Diaries Magazine

A Welcome Ending

Posted on the 23 April 2013 by Augustabelle
A WELCOME ENDING
A WELCOME ENDING
Today I am lighter.  The invisible brick that has been sitting on my shoulder for the past two years suddenly turned to dust, and with the first gust of wind was blown away down the avenue, to mix and mingle with all of the other dust on the ledges of windows and in the corners of alleys, becoming just another old remnant of another old story of a citizen of the city.
The story it tells will be one of fear, one of unease.  It's a story that began with a routine test when I was pregnant with Biet, and ended with a test result that I read today.  And in the middle were hospital appointments, procedures, biopsies, doctors advising us to consider how many children we wanted to have, saying the sooner the better was in our best interest, and the unending fear of the worst case scenario: the c word.  I could have come face to face with that word today.  I tried for months and months not to think about it.  Then Lucien was born and testing resumed, and today I opened the results.  And instead of that dreaded word, I read the one word that I had truly not expected: negative.  Completely negative.  My body had healed.
Fear has a funny way of manifesting itself in the most unexpected ways.  I realize now that this rut that I've been in and out of for quite some time, of not being able to completely throw myself into my projects and my art as I'd like too, probably has nothing to do with being uninspired, and everything to do with being scared.   I've been living with this silent fear for over two years, dreading the worst.  I tried so hard to push it out of my mind.  But every morning when we made a fresh juice, I couldn't help but throw in an extra handful of kale for its anti-cancer properties, and then my mind would reel.  I would think about what it must have been like for my mother when, upon going in for her third cesarian, they found multiple tumors spread throughout her body.  She never got to see her babies grow up, and we never got to know her.  I would tell myself, "that was her story and this is mine," but that invisible brick of fear remained on my shoulder, night and day.
Until today.  Today I am lighter.  Today I am free.
I have my babies, and they have me.  And I completely and wholly have my health.  And now, with unending gratitude, I will go on to write my story.

__Complete the following__.
a – According to the post, what does the writer now see as the real cause of the long rut with projects and art?
b – Quote the post word for word, starting with "Diaries Magazine" and going on through "of the city.".

__Data extract__.
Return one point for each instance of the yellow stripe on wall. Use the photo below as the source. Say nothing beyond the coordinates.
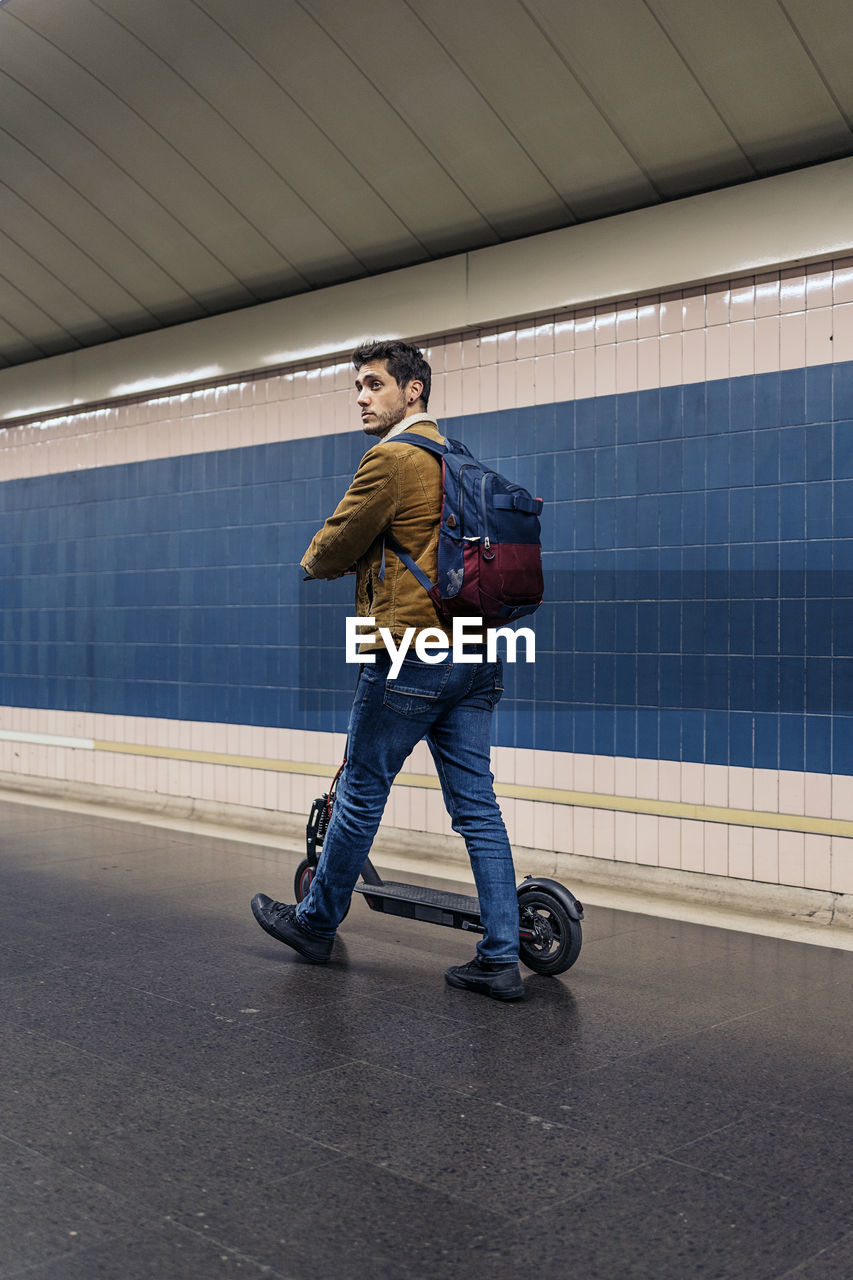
(510, 790)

__Solutions below__.
a – The writer now sees the rut as having little to do with being uninspired and everything to do with being scared. For over two years the writer had lived with a silent fear of a cancer diagnosis.

b –
Diaries Magazine

A Welcome Ending

Posted on the 23 April 2013 by Augustabelle
A WELCOME ENDING
A WELCOME ENDING
Today I am lighter.  The invisible brick that has been sitting on my shoulder for the past two years suddenly turned to dust, and with the first gust of wind was blown away down the avenue, to mix and mingle with all of the other dust on the ledges of windows and in the corners of alleys, becoming just another old remnant of another old story of a citizen of the city.